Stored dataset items
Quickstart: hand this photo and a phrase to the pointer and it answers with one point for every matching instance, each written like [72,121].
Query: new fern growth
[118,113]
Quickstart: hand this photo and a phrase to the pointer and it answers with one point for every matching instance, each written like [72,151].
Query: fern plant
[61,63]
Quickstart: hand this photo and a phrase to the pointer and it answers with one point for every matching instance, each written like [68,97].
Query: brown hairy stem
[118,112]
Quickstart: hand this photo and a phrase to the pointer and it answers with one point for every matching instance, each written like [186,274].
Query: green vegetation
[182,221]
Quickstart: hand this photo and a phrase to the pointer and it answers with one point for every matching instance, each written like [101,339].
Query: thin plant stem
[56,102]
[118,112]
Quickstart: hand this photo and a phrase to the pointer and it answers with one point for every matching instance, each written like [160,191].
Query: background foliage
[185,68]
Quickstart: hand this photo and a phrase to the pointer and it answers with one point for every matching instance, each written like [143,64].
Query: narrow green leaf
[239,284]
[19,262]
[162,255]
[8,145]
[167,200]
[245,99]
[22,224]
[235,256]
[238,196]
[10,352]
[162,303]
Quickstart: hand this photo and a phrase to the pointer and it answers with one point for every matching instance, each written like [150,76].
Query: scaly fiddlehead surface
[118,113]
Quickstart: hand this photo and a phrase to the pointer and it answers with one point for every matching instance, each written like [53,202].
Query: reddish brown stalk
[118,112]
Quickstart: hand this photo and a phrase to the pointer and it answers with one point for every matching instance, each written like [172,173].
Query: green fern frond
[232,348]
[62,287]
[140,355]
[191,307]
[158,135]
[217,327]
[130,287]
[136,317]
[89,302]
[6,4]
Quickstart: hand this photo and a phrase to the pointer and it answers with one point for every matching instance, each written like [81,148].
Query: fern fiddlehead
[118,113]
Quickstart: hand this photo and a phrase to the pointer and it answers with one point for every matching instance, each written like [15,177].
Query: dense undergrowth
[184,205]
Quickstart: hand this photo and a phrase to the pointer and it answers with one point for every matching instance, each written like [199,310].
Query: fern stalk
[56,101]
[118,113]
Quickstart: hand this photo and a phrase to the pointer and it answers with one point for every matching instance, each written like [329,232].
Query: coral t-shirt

OBJECTIVE
Turn every line of the items above into a numbered list, leaving out any blank lines.

RESULT BELOW
1. Quickstart: hand this photo and a phrase to the pointer and it answers with one point for every matching instance, each written like [72,121].
2. Query: new fern growth
3. [118,113]
4. Quickstart: hand this photo and a phrase to the pointer and it answers with one point for every matching instance, each written like [72,151].
5. Query: fern plant
6. [61,63]
7. Quickstart: hand this photo and a phrase to the pointer and it answers with one point for every matching instance, each written like [68,97].
8. Query: brown hairy stem
9. [118,112]
10. Quickstart: hand this photo and a phrase to the pointer and it answers with one point for every matching instance, each written like [186,274].
11. Query: green vegetation
12. [182,221]
13. Quickstart: hand this photo and a phrase to the pointer and it answers with one point for every matching instance, each written like [101,339].
14. Query: thin plant stem
15. [56,102]
16. [118,112]
17. Quickstart: hand this photo and a phrase to the pointer and it answers with one point for every matching instance, each written like [160,191].
18. Query: background foliage
19. [185,68]
20. Quickstart: hand this photo and a phrase to the pointer and it answers with one point for every matching instance, each written like [143,64].
21. Query: narrow green leaf
22. [239,284]
23. [19,262]
24. [162,255]
25. [8,145]
26. [167,200]
27. [245,99]
28. [22,224]
29. [235,256]
30. [238,196]
31. [10,352]
32. [162,303]
33. Quickstart: hand this photo and a phrase to the pointer and it answers with one point for every matching instance, each written like [150,76].
34. Query: scaly fiddlehead surface
35. [118,113]
36. Quickstart: hand this photo and a phrase to the pointer and it answers with one point for every matching instance, each written like [53,202].
37. Query: reddish brown stalk
38. [118,112]
39. Quickstart: hand this photo and a phrase to the pointer and it answers with one point for every matching instance, each written like [172,173].
40. Query: green fern frond
41. [232,348]
42. [62,287]
43. [140,355]
44. [191,307]
45. [158,135]
46. [217,327]
47. [130,287]
48. [136,317]
49. [89,302]
50. [6,4]
51. Quickstart: hand this photo and a phrase to the pointer and it answers with one point for every matching instance, each written like [81,148].
52. Query: fern fiddlehead
53. [118,113]
54. Quickstart: hand this photo and a phrase to the pointer and it answers with one point for every matching instance, each written like [15,177].
55. Query: dense undergrowth
56. [184,205]
57. Quickstart: hand this photo and a phrase to the pointer and it answers with one point for every matching instance, each written like [199,310].
58. Query: fern stalk
59. [56,101]
60. [118,113]
61. Quickstart: hand this photo and a phrase to the pointer and it answers with one point for every matching instance, each written like [329,232].
62. Query: coral t-shirt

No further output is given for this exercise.